South Korea is kicking ass at this year’s Santa Barbara Film Festival, with Bong Joon-Ho’s marvelous Madeo, the funny, sweet and hugely enjoyable Castaway on the Moon and the rollicking Private Eye, a remarkably assured debut from Park Dae-Min. It’s a detective story, set in early twentieth century Seoul, and I won’t spoil too much about the plot except to say that it opens in good atmospheric style with the removal of a body from a wooded clearing.
Hwang Jeong-Min plays Hong Jin-Ho, a gutter PI who chases errant wives and is recklessly fond of disguises that usually get found out. In an entirely organic chain of events he reluctantly teams with a clever young medical student (Ryu Deok-Hwan) to track down the killer of a minister’s son. The doc proves pretty useful, as does Hong’s friend, a high-class lady inventor (Uhm Ji-Won) who maintains a secret mechanical lair where it acts as both crime a lab and a Q, providing Hong with intricate optical devices beautifully fashioned from wood and brass.

> [Given information]:

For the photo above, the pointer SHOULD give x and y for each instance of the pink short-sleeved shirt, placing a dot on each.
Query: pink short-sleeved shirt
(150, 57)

> [Explore the material]:
A - According to the film review, what makes South Korea such a strong presence at this year's Santa Barbara Film Festival?
B - Answer these questions from the film review:
(i) In what time and city is Private Eye set?
(ii) Which actor plays Hong Jin-Ho?
(iii) Whose killer do Hong and the medical student try to track down?

> [Activity answers]:
A - The review credits three Korean films: Bong Joon-Ho's Madeo, Castaway on the Moon, and Private Eye, Park Dae-Min's debut. It calls Madeo marvelous, Castaway on the Moon funny, sweet and hugely enjoyable, and Private Eye rollicking and remarkably assured.

B -
(i) Seoul in the early twentieth century
(ii) Hwang Jeong-Min
(iii) The killer of a minister's son